▶ _Text for analysis_:
========

Useful for iterating on a prompt while keeping similar composition.

Image-to-Video

SLACK_CHANNEL_ID="<channel>" SLACK_THREAD_TS="<thread>" \
  ~/.openclaw-rawdog/skills/veo-video-gen/scripts/generate_video_safe.sh \
  --prompt "A woman relaxing in white bedding, camera slowly dollies forward, morning sunlight streaming through windows" \
  --reference-image "/Users/novarussell/.openclaw-rawdog/media/remixed-frame.png" \
  --filename "/Users/novarussell/.openclaw-rawdog/media/$(date +%Y-%m-%d-%H-%M-%S)-from-image.mp4" \
  --duration 8 \
  --aspect-ratio 9:16 \
  --person-generation allow_adult

Kling Camera Control (--camera)

Control camera movement in Kling text-to-video generation. V1 models only (--kling-model kling-v1) — camera_control is not supported on v2+ models and will be ignored with a warning.

Named Presets (type-based, no config)

Preset API type Effect
down-back down_back Camera moves down and back
forward-up forward_up Camera moves forward and up
right-turn right_turn_forward Camera turns right moving forward
left-turn left_turn_forward Camera turns left moving forward

Simple Movement Presets (type="simple" with config)

========

▶ _Data listing_:

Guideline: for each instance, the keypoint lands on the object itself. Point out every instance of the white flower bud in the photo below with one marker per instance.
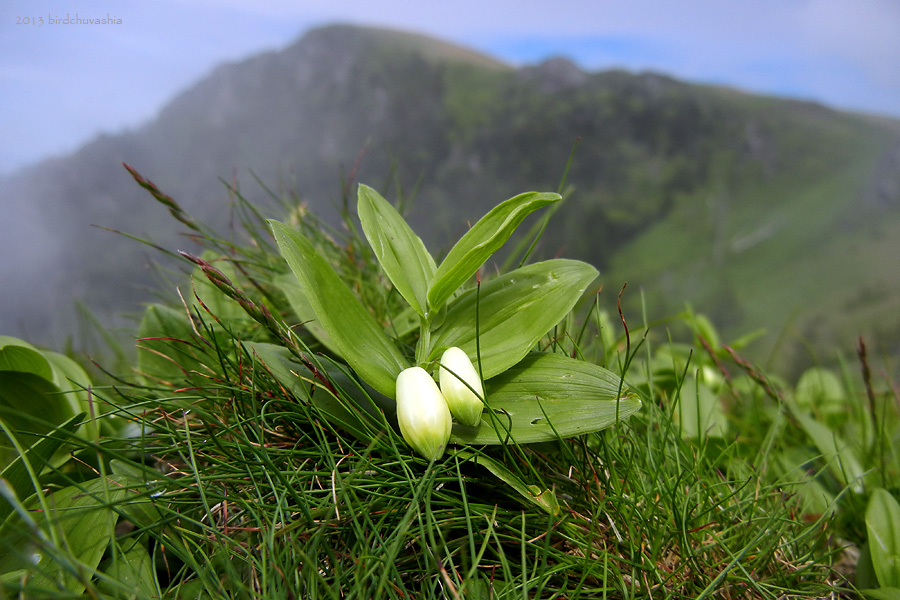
(465, 404)
(422, 413)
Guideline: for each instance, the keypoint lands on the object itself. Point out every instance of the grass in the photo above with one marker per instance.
(239, 486)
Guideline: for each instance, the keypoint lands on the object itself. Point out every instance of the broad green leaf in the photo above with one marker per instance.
(17, 355)
(482, 240)
(84, 525)
(400, 251)
(354, 331)
(30, 406)
(546, 397)
(37, 455)
(545, 499)
(356, 416)
(303, 310)
(71, 379)
(515, 311)
(883, 527)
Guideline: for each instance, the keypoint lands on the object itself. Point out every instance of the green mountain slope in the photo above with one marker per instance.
(757, 211)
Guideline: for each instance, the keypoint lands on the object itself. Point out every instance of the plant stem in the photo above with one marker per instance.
(423, 348)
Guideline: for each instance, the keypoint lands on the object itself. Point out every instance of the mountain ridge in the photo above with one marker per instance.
(473, 131)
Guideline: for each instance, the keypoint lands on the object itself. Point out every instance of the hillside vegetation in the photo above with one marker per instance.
(760, 212)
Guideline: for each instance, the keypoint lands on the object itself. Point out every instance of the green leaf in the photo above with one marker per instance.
(546, 397)
(84, 525)
(883, 526)
(516, 310)
(17, 355)
(838, 454)
(131, 573)
(400, 251)
(482, 240)
(166, 345)
(303, 310)
(360, 339)
(297, 378)
(881, 593)
(30, 406)
(37, 455)
(700, 414)
(545, 499)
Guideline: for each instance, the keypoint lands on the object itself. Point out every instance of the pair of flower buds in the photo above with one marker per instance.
(424, 411)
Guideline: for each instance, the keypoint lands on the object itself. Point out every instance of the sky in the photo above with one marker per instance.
(63, 82)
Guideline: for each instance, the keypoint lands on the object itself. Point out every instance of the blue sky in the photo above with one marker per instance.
(61, 85)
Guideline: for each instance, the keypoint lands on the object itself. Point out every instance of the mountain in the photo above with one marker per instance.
(757, 211)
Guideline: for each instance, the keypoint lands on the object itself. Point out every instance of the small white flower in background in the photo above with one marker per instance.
(422, 413)
(465, 404)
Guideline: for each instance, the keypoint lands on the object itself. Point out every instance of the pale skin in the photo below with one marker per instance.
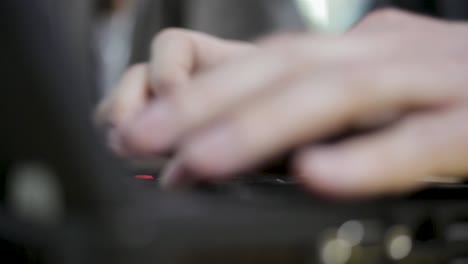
(224, 107)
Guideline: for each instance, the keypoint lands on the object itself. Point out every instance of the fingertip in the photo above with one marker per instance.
(152, 133)
(334, 173)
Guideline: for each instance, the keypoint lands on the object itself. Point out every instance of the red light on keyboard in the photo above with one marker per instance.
(144, 177)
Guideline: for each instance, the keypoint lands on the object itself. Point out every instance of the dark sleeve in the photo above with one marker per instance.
(447, 9)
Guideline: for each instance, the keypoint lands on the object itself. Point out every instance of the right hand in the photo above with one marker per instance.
(177, 55)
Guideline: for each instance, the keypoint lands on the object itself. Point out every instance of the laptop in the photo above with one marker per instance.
(102, 214)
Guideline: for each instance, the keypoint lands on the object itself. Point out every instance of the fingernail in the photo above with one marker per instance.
(155, 130)
(215, 152)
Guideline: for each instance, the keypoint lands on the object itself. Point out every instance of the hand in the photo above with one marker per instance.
(403, 72)
(177, 56)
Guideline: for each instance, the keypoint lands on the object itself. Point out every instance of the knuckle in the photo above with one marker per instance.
(136, 69)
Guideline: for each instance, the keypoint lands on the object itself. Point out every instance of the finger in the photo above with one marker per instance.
(177, 53)
(127, 100)
(387, 20)
(309, 110)
(396, 160)
(123, 105)
(221, 89)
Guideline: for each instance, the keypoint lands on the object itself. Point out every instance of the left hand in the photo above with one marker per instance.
(406, 73)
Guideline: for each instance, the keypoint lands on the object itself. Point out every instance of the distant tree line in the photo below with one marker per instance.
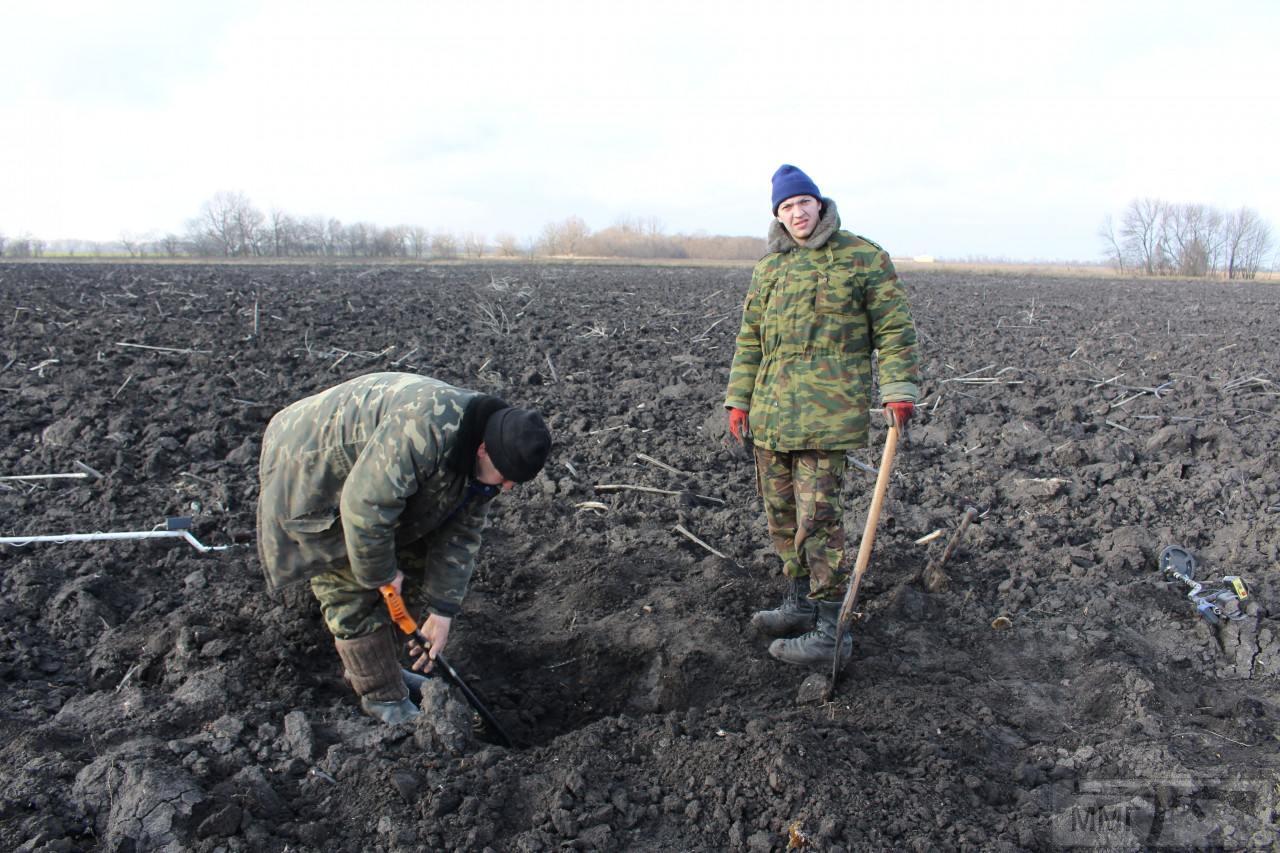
(231, 226)
(1159, 237)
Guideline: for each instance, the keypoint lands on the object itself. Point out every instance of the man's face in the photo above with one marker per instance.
(799, 215)
(488, 473)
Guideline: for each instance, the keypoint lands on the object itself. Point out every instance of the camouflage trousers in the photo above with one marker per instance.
(351, 610)
(805, 512)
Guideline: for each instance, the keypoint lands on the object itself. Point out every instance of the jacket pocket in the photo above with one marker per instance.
(318, 536)
(835, 293)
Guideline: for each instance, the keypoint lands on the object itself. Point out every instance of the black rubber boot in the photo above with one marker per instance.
(374, 673)
(792, 616)
(819, 644)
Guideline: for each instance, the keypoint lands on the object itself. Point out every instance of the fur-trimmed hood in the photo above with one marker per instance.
(781, 241)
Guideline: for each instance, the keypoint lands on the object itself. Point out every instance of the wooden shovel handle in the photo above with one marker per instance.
(864, 548)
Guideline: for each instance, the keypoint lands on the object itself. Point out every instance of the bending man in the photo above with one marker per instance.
(382, 478)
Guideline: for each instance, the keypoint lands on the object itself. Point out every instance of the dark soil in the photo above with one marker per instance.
(152, 697)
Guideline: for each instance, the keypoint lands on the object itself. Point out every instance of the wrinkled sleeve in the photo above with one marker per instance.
(892, 333)
(746, 351)
(373, 498)
(451, 559)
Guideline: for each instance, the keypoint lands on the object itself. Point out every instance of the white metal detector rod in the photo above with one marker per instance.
(106, 537)
(78, 475)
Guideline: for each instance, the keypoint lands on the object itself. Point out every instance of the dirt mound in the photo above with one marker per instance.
(155, 697)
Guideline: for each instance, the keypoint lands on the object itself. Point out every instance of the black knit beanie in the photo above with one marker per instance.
(517, 441)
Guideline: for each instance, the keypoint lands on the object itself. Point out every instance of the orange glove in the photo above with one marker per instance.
(899, 413)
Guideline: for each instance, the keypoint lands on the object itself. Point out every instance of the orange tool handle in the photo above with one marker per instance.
(396, 605)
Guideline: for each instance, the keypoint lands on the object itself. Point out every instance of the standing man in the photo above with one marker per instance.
(821, 304)
(382, 478)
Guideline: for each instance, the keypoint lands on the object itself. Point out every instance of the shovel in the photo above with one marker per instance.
(864, 553)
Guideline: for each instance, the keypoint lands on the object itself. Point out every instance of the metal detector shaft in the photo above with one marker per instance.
(106, 537)
(864, 552)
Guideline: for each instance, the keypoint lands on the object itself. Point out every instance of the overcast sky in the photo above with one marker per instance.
(996, 129)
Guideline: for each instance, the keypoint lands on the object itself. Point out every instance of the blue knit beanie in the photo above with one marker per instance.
(790, 181)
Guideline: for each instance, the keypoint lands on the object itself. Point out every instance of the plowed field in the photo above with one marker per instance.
(154, 697)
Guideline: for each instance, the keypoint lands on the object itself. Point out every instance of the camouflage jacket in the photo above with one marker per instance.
(353, 474)
(813, 316)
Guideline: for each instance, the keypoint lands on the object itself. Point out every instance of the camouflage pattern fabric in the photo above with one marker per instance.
(803, 506)
(357, 477)
(813, 315)
(351, 610)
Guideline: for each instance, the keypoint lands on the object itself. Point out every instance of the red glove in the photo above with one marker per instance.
(899, 413)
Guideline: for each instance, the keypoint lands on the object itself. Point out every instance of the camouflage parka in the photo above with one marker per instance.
(813, 315)
(357, 473)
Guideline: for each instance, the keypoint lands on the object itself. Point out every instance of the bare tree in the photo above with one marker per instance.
(1115, 255)
(1192, 236)
(170, 243)
(565, 237)
(228, 224)
(419, 241)
(1142, 233)
(388, 242)
(1248, 240)
(474, 245)
(129, 243)
(507, 243)
(444, 245)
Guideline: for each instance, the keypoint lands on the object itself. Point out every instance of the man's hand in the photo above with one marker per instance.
(899, 413)
(737, 424)
(430, 641)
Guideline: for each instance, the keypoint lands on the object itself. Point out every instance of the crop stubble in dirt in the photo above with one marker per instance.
(155, 698)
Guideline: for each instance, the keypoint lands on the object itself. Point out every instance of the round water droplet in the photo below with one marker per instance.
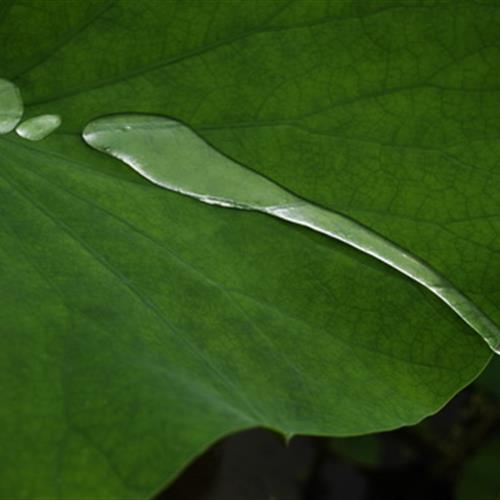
(39, 127)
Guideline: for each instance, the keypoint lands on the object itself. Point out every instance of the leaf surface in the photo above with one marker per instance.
(139, 326)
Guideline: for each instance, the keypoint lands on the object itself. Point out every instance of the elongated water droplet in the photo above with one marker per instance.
(171, 155)
(11, 106)
(39, 127)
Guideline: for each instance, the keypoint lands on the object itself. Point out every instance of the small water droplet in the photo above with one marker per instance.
(39, 127)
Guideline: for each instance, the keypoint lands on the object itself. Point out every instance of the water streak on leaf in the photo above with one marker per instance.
(171, 155)
(11, 106)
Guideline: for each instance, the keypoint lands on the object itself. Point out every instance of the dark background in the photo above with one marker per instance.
(447, 456)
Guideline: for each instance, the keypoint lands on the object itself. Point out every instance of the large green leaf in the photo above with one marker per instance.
(138, 326)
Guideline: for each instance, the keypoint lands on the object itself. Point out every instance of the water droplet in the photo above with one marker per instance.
(11, 106)
(39, 127)
(171, 155)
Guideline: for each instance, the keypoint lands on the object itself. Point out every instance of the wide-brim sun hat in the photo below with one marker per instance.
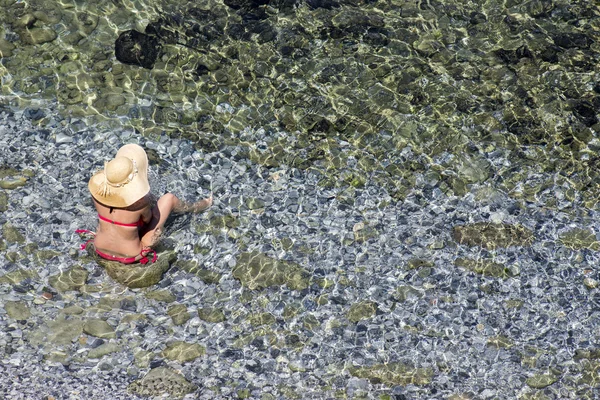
(124, 179)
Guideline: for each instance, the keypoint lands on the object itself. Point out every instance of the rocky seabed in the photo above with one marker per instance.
(284, 288)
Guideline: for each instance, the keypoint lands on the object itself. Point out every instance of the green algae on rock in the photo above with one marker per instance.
(17, 310)
(207, 276)
(258, 271)
(62, 331)
(162, 381)
(484, 267)
(580, 238)
(540, 381)
(394, 374)
(138, 275)
(99, 328)
(260, 319)
(211, 314)
(361, 310)
(71, 279)
(3, 202)
(18, 275)
(492, 235)
(183, 352)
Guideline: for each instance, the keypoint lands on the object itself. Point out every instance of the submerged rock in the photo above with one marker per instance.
(17, 310)
(178, 314)
(362, 310)
(394, 374)
(484, 267)
(17, 276)
(137, 275)
(492, 235)
(210, 314)
(258, 271)
(71, 279)
(541, 381)
(11, 234)
(162, 381)
(182, 351)
(99, 328)
(580, 238)
(136, 48)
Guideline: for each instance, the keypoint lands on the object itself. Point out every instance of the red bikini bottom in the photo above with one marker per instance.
(125, 260)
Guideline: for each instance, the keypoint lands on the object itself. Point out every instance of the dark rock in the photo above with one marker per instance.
(326, 4)
(550, 54)
(136, 48)
(34, 114)
(585, 111)
(476, 18)
(136, 275)
(572, 40)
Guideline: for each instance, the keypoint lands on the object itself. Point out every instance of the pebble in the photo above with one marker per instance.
(453, 320)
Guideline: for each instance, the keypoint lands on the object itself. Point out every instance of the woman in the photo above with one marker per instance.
(129, 224)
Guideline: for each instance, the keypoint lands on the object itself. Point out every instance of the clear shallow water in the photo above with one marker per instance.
(350, 140)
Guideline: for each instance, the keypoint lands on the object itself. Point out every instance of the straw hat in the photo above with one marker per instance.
(124, 179)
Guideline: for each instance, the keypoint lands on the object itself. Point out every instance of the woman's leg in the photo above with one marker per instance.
(167, 204)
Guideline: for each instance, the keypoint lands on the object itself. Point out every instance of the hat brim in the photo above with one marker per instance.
(126, 195)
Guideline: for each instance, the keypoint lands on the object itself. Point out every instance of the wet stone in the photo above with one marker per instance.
(541, 381)
(11, 234)
(492, 235)
(178, 314)
(258, 271)
(160, 382)
(104, 349)
(362, 310)
(61, 332)
(35, 36)
(580, 238)
(484, 267)
(136, 48)
(138, 275)
(500, 342)
(207, 276)
(261, 319)
(183, 352)
(99, 328)
(210, 314)
(3, 202)
(17, 310)
(71, 279)
(394, 373)
(17, 276)
(161, 295)
(407, 292)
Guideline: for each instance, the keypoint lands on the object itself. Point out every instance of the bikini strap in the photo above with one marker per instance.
(144, 253)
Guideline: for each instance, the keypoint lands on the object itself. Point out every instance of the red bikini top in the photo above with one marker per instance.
(138, 224)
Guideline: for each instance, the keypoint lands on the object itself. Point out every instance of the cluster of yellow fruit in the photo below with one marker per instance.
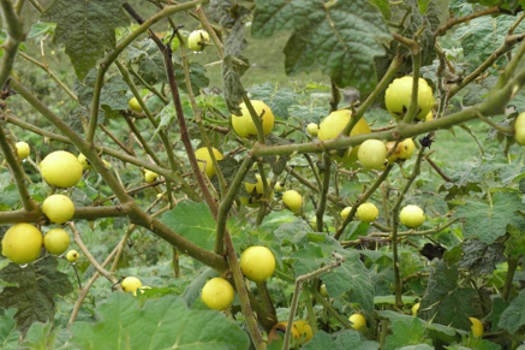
(257, 264)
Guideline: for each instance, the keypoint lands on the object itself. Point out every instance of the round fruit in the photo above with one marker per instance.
(519, 129)
(58, 208)
(344, 213)
(243, 125)
(72, 255)
(412, 216)
(205, 162)
(218, 294)
(135, 105)
(198, 39)
(358, 321)
(22, 150)
(477, 327)
(84, 161)
(305, 330)
(130, 284)
(312, 129)
(372, 154)
(150, 176)
(367, 212)
(257, 263)
(61, 169)
(415, 309)
(56, 241)
(292, 200)
(22, 243)
(399, 93)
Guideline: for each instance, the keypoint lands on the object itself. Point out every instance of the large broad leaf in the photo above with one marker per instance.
(86, 28)
(193, 221)
(339, 37)
(164, 323)
(514, 316)
(488, 220)
(36, 286)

========

▶ _Exercise set_:
**a)** Return the passage of the video generation documentation from "Control camera movement" up to and including "with a warning.".
**b)** In the video generation documentation, which API type corresponds to the right-turn preset?
**c)** Continue the video generation documentation from the point where it stops.

▶ _Activity answers_:
**a)**
Control camera movement in Kling text-to-video generation. V1 models only (--kling-model kling-v1) — camera_control is not supported on v2+ models and will be ignored with a warning.

**b)** right_turn_forward

**c)**
Preset Effect
dolly-in Zoom into scene (zoom=10)
dolly-out Zoom out of scene (zoom=-10)
pan-left Camera pans left (pan=-10)
pan-right Camera pans right (pan=10)
tilt-up Camera tilts upward (tilt=10)
tilt-down Camera tilts downward (tilt=-10)
zoom-in Zoom into scene (zoom=10)
zoom-out Zoom out of scene (zoom=-10)
SLACK_CHANNEL_ID="<channel>" SLACK_THREAD_TS="<thread>" \
  ~/.openclaw-rawdog/skills/veo-video-gen/scripts/generate_video_safe.sh \
  --prompt "A cat sitting on a windowsill" \
  --filename "/Users/novarussell/.openclaw-rawdog/media/cat-dolly.mp4" \
  --backend kling-pro --kling-model kling-v1 --camera dolly-in

For custom camera values, pass raw JSON matching the official API structure: --camera '{"type": "simple", "config": {"horizontal": 0, "vertical": 0, "pan": -5, "tilt": 0, "roll": 0, "zoom": 3}}'

Kling Multi-Shot (--multi-shot)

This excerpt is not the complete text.